*PAGE TEXT:*
::::

Why GPUs Are so Fast for 3D Graphics

Computers generate 3D images by projecting shapes onto a plane, converting them into pixels, and
adjusting their textures and shades. Let's learn how this works and why GPUs are so good at this.

Geometry

We'll start with vertices: our goal is to take this 3D point cloud and project it onto a 2D surface.
One way to do that is to imitate the way pinhole cameras work in real life: light enters through the
aperture of the camera and gets projected onto a sensor that interprets the signal as an image.

Let's place our simulated camera at the origin of the coordinate system, at the intersection of
three axes: X, Y, and Z. The camera is looking in the Z direction, where the point cloud is located.
To obtain the projected 2D image, we calculate how light would reach the sensor for each vertex.

Light travels in straight lines, so if we look sideways, along the ZY-plane, we see that the
trajectory of a light ray traces similar triangles, which lets us calculate the position of the
projected point along the Y-axis. We do the same thing looking the other way to find the position
along the X-axis. Doing this for all points, we obtain a projection of the point cloud. The image is
inverted because that's how optics work, our brains or cameras just flip the image afterwards. But
we don't have to do this for 3D graphics, we can modify the equation to project the vertices on an
image plane instead of a simulated sensor, and we get an upright image right way.

The equation we got is very simple because I lined up the camera with the coordinate system. If,
say, we rotate the camera and translate it at a different position, the equation we had before falls
apart because it no longer describes how light reaches the camera. But here's a trick: we could
bring the camera back to its original position and apply that same inverse transformation to the
object. This does not change where the object is located relative to the camera, but it recenters
the camera back at the origin of the coordinate system. This would bring us back to the situation we
had before, and we could reuse the same equation to project vertices.

And for that, we'll use homogeneous coordinates. So far, we've represented vertices in cartesian
coordinates, which use 3 elements, one for each axis. Homogeneous coordinates use 4 elements, the
first three are the same and the last one is set to 1 for vertices. Granted, this doesn't seem
useful, but homogeneous coordinates actually simplify transformations. For instance, we can
represent translations and rotations with matrix multiplications. This is a translation matrix. It's
a 4 by 4 array that we multiply with homogeneous coordinates to obtain a translated position. We can
also use a rotation matrix to change the orientation of objects. Even better, we can chain matrices
and multiply them to obtain a new matrix that describes a full transformation. Another cool property
of transformation matrices is that we can easily compute their inverse, which gives the opposite
transformation. That way, we undo transformations and bring objects back to their previous
configuration.

::::

*DATA SECTION:*

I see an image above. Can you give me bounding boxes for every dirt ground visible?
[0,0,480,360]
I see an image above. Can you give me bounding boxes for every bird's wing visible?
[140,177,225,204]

::::

*WORK INSTRUCTIONS:*
a - In the GPU graphics text, repeat the passage that begins at the words "Computers generate 3D" and stops after "for each vertex.".
b - Answer from the text on GPUs and 3D graphics:
(i) In which direction is the simulated camera looking?
(ii) What reason is given for the projected image being inverted?
(iii) How many elements do homogeneous coordinates use?
c - Resume the text on GPUs and 3D graphics from its last sentence.
The lines that come after the text on GPUs and 3D graphics are separate material.

*FINAL ANSWERS:*
a -
Computers generate 3D images by projecting shapes onto a plane, converting them into pixels, and
adjusting their textures and shades. Let's learn how this works and why GPUs are so good at this.

Geometry

We'll start with vertices: our goal is to take this 3D point cloud and project it onto a 2D surface.
One way to do that is to imitate the way pinhole cameras work in real life: light enters through the
aperture of the camera and gets projected onto a sensor that interprets the signal as an image.

Let's place our simulated camera at the origin of the coordinate system, at the intersection of
three axes: X, Y, and Z. The camera is looking in the Z direction, where the point cloud is located.
To obtain the projected 2D image, we calculate how light would reach the sensor for each vertex.

b -
(i) The Z direction.
(ii) That's how optics work.
(iii) Four.

c -
We'll use matrix multiplications to project vertices. First, a model matrix configures the position
and orientation of the object. Then, a view matrix transposes the object into the coordinate system
of the camera. The view matrix is the inverse of the matrix that describes the configuration of the
camera. Now, we are back at our initial situation and can reuse the previous equation to project the
vertices. But this equation is just one special case of projection, there are multiple ways to
project images.

Perspective projections imitate how eyes perceive objects, so the ones far from the camera
appear smaller than the ones close to it. The field of view is a parameter that controls how wide
the camera sees. When it's around 60 degrees, the projection looks natural because it roughly
matches how our eyes work. A wider field gives kind of a fisheye effect while using a narrower field
looks more flat. We can play around with the field of view to create cool effects. You know, there's
this shot in Jaws when the camera moves towards the actor while the field of view increases; this is
called a dolly zoom. It gives the impression that the background recedes while the character
approaches the camera. It doesn't look realistic, but it creates an artistic effect. Apart from the
field of view, we can parametrize perspective projection with the near and far planes, that is, the
boudaries of the space that will be rendered onto the screen, as well as the aspect ratio of the
camera. These parameters can be plugged in a projection matrix, which we can add to our chain of
matrices. To obtain the 2D projection, we need to multiply all these matrices with the coordinates
of the vertex that we want to project. Finally, we divide the first three elements of the
homogeneous coordinates by the last one; this is called perspective division.

Another type of projection is called parallel. It does not distort the propertion of objects
while projecting them; as a result, objects far from the camera appear as big as the ones close to
it. One type of parallel projection is called orthographic, and it's like using a perspective camera
with an infinitely small field of view. The result does not look realistic, but it make it easier to
compare the size of objects, which makes it useful in architecture and engineering, where you want
to measure dimensions easily.

So, we can obtain 2D images from 3D vertices by multiplying their coordinates with model, view, and
projection matrices, and then doing the perspective division. One thing I'll point out is that these
calculations are easy to parallelize because each vertex in this scene is multiplied by the same
matrix. This is a form of data parallelism: we perform the same calculations on different input
data, so they can run independently. GPUs were made to run data parallelism efficiently, so they can
split matrix multiplications at a much higher scale than CPUs and achieve higher performance.

Point clouds, like this one, are used in many applications, like that's what we obtain when scanning
environments with lidars, but in 3D graphics, most of the time, we don't want to see gaps between
vertices.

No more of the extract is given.